* _Selected passage_:
“Impasse” – a situation in which no progress is possible, especially because of disagreement; a deadlock.

Last time I focused on impasse in mediation, I noted that in my experience as a commercial mediator, impasse most often flows from a combination of cognitive biases and flawed risk assessments. This post suggests ways mediators can help parties in mediation move beyond impasse and achieve resolution.

Why are we at Impasse?

First, mediators must appreciate why lawyers and their clients are struggling with these cognitive biases. Cognitive science has identified two information processing systems within the human mind: System 1 and System 2. 

System 1 is an intuitive system that automatically and quickly processes information using unconscious innate heuristics and over-learned habits to produce a judgment in seconds. This is sometimes referred to as “fast thinking.”

System 2, on the other hand, is an analytic system that uses reflective, conscious thought processes to solve complex problems, so-called “slow thinking.” 

Cognitive biases, like Loss Aversion, Overconfidence Effect, Reactive Devaluation, and Confirmation Bias, as well as flawed risk assessments, generally flow from System 1 fast thinking. The challenge for mediators is to encourage the parties to think again using System 2 slow thinking.

For mediators, there are three critical skills for encouraging this shift: asking, listening, and telling.

Asking

An excellent resource for mediators that goes into this issue in great depth is, “Why Can’t They Settle? The Psychology of Relational Disputes” by Harry L. Munsinger and Donald R. Philbin, Cardozo J. Of Conflict Resolution [Vol 18: 311 2017]. One of the key takeaways from this paper is, “The most effective way to overcome optimism bias is for the mediator to test the client’s assumptions about the case through open-ended questions that shift the participant from System 1 to System 2 information processing.”

The open question, the question that cannot be answered with a simple “yes” or “no,” is a critical communication tool all mediators are drilled on in their basic training. Still, in the hurly-burly of real mediations, day after day, it’s a tool that sometimes languishes, unused, in the mediator’s toolbox.

    • “What’s important to you about this dispute?”
    • “How do you understand the other side’s perspective?”
    • “Why do you think we’re stuck at this point?”
    • “What are the possible outcomes if this matter should proceed to trial?”
    • “How would your reservation point for this negotiation change if you adjusted the probabilities you have assigned to each of those possible outcomes?”

These questions and others like them cause lawyers and their clients to engage their System 2 thinking processes fully and can often serve as an essential first step to getting a mediated negotiation beyond the impasse.

Listening

Of course, asking questions is only the first step. Mediators need to listen carefully to the answers. Here are the four keys to active listening:

    • Listen attentively- lean forward & don’t interrupt 
    • Pause before replying – be comfortable with silence and don’t jump in too quickly
    • Question for clarification- “how do you mean?” “And then what did you do?” “How did you feel about that?”

* _Directive 1_:
Please reproduce, word for word, the part of the mediation passage that opens with the words containing "Last time I" and closes with "and achieve resolution.".
* _Directive 2_:
In the mediation passage, which three critical skills help mediators move parties toward slow thinking?
Work from the mediation passage alone, with no outside sources.

* _Supplied entries_:
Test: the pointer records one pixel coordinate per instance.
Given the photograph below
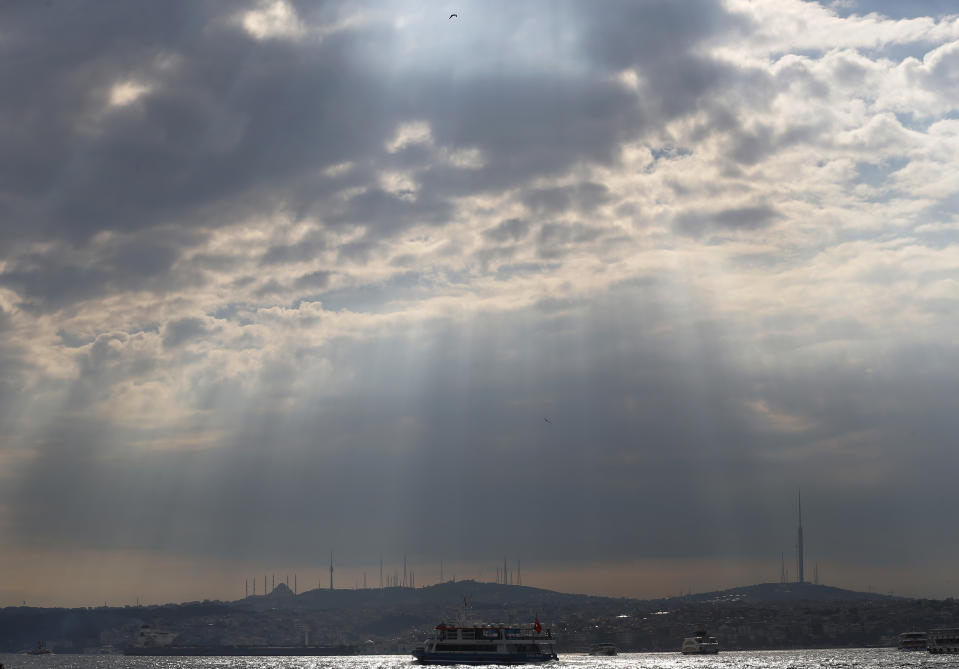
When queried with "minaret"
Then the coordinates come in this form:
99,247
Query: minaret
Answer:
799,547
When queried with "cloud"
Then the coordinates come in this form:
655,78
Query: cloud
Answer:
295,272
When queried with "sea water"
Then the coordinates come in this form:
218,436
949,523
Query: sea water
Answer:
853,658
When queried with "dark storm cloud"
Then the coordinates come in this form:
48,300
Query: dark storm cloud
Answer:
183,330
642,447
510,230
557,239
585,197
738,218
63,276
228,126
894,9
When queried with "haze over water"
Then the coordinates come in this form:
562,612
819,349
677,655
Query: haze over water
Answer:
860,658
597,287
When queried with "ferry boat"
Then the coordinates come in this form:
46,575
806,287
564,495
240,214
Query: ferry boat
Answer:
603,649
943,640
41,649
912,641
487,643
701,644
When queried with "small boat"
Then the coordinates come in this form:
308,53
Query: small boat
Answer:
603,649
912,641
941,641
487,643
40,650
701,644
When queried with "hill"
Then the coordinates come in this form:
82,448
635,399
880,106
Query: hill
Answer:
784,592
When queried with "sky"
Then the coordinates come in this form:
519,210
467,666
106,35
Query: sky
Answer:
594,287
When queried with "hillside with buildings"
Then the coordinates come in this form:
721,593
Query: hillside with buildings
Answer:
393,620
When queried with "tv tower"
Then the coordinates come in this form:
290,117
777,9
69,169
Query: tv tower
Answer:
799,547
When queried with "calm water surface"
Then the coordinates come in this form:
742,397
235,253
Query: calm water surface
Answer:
==
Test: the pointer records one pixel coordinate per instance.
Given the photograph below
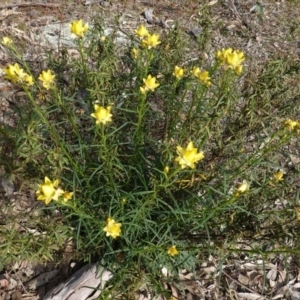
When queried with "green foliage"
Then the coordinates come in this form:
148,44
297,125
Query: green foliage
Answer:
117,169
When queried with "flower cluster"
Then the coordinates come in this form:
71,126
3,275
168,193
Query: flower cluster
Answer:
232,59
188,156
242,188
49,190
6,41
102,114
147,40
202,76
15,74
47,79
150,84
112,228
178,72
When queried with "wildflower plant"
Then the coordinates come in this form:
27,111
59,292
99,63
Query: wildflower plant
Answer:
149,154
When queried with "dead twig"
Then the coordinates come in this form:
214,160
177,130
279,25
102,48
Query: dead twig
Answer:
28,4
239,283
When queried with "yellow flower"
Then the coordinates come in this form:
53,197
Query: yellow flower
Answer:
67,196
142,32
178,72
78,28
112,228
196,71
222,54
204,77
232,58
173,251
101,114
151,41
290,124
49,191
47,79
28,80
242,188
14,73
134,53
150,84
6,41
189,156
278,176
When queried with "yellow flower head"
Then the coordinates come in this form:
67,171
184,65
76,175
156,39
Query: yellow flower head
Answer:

* _Result 1_:
Last time I focused on impasse in mediation, I noted that in my experience as a commercial mediator, impasse most often flows from a combination of cognitive biases and flawed risk assessments. This post suggests ways mediators can help parties in mediation move beyond impasse and achieve resolution.

* _Result 2_:
Asking, listening, and telling.